Shape boundary items:
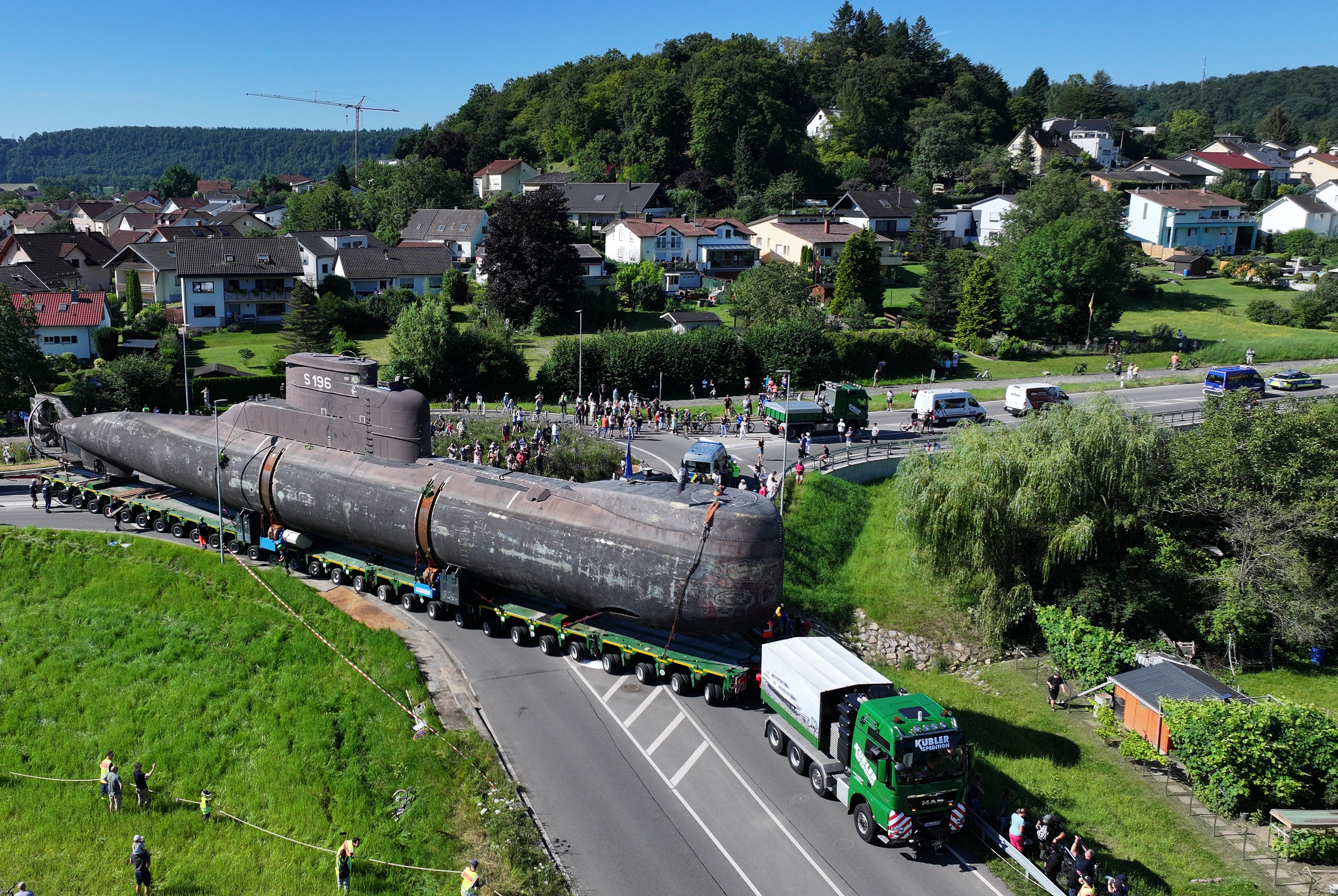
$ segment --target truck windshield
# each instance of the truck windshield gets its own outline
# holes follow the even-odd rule
[[[951,781],[966,774],[966,748],[963,746],[931,750],[929,753],[911,753],[910,756],[913,765],[896,773],[898,784]]]

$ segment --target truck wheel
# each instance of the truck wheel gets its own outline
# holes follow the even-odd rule
[[[814,788],[814,793],[823,800],[827,798],[827,773],[819,762],[812,762],[808,766],[808,784]]]
[[[789,770],[795,774],[808,772],[808,757],[799,749],[799,744],[789,742],[789,746],[785,749],[785,760],[789,762]]]
[[[785,736],[780,733],[780,729],[767,722],[767,745],[771,752],[776,756],[784,756],[785,753]]]
[[[878,825],[874,824],[874,812],[868,808],[867,802],[860,802],[855,806],[855,833],[864,843],[878,840]]]
[[[692,693],[692,679],[684,673],[669,675],[669,690],[678,697],[688,697]]]

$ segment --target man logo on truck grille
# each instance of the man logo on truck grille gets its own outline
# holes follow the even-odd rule
[[[915,738],[915,749],[921,752],[941,750],[947,746],[947,734],[939,734],[938,737],[918,737]]]

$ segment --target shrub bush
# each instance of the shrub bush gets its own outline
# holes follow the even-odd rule
[[[1064,675],[1077,678],[1084,689],[1094,687],[1124,666],[1133,665],[1133,645],[1124,635],[1093,626],[1065,607],[1036,607],[1036,622],[1045,637],[1050,662]]]

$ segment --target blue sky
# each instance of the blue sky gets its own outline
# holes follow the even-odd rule
[[[1333,3],[874,5],[886,19],[926,16],[949,49],[994,66],[1012,84],[1036,66],[1052,79],[1105,68],[1116,83],[1143,84],[1196,80],[1204,56],[1210,75],[1338,62]],[[368,114],[364,127],[417,127],[455,111],[475,83],[500,84],[609,48],[650,52],[696,31],[804,36],[827,27],[836,3],[625,8],[638,7],[645,12],[611,16],[609,3],[530,0],[13,3],[0,136],[102,124],[345,127],[344,110],[248,92],[365,94],[368,106],[401,112]],[[1290,24],[1298,12],[1303,24]],[[48,45],[58,35],[60,45]]]

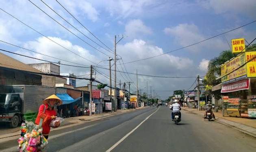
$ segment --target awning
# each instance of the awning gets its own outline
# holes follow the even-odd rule
[[[244,79],[229,84],[224,84],[221,92],[230,92],[242,90],[249,89],[249,86],[250,79]]]
[[[216,90],[221,90],[222,88],[222,86],[223,86],[223,84],[219,83],[216,86],[214,86],[212,88],[212,91],[214,91]]]
[[[56,94],[56,95],[62,101],[62,105],[71,103],[78,100],[82,97],[74,99],[67,94]]]

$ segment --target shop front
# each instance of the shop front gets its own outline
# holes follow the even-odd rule
[[[256,118],[256,52],[241,54],[221,66],[223,116]]]

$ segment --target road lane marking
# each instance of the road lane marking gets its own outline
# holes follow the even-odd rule
[[[114,145],[113,145],[109,149],[107,150],[106,152],[110,152],[111,150],[112,150],[114,148],[115,148],[116,146],[117,146],[120,143],[122,142],[124,139],[126,139],[127,137],[128,137],[132,133],[133,133],[134,131],[135,131],[145,121],[147,120],[151,116],[152,116],[153,114],[156,112],[159,109],[159,108],[158,108],[157,110],[156,110],[155,112],[152,113],[151,115],[148,116],[144,120],[142,121],[141,122],[138,126],[137,126],[136,127],[135,127],[133,129],[132,129],[131,131],[129,132],[128,134],[127,134],[125,136],[124,136],[123,138],[122,138],[121,139],[120,139],[117,143],[115,143]]]

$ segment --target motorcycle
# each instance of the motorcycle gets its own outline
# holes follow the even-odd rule
[[[208,121],[210,121],[213,118],[213,116],[212,115],[210,110],[208,110],[206,112],[206,118],[208,120]]]
[[[180,118],[179,116],[179,113],[178,112],[175,112],[174,114],[174,123],[176,125],[178,125],[178,122],[180,122]]]

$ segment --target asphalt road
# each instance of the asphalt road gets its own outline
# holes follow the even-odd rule
[[[53,131],[47,151],[256,151],[256,138],[184,111],[182,121],[176,125],[170,120],[168,107],[158,109],[137,110]],[[15,142],[0,144],[0,151],[17,151]]]

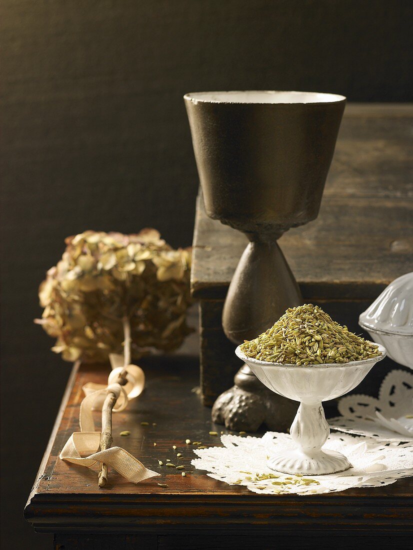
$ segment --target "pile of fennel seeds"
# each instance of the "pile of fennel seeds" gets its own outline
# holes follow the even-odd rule
[[[380,355],[377,345],[333,321],[318,306],[288,309],[277,322],[240,346],[247,357],[289,365],[348,363]]]

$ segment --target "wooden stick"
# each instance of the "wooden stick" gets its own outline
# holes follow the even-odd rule
[[[124,369],[122,371],[115,380],[114,383],[124,386],[128,380],[126,375],[128,371]],[[109,449],[113,441],[112,437],[112,413],[116,403],[116,395],[113,392],[109,392],[104,400],[102,408],[102,435],[101,436],[101,450]],[[102,463],[99,471],[98,485],[100,487],[103,487],[108,482],[108,465]]]

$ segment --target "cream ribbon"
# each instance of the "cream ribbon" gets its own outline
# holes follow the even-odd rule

WHAT YOU NEED TO DO: Please pick out every line of the items above that contains the word "bush", treating uppercase and lowercase as different.

WRITTEN RESPONSE:
$ segment --target shrub bush
# each instance of the shrub bush gets its own outline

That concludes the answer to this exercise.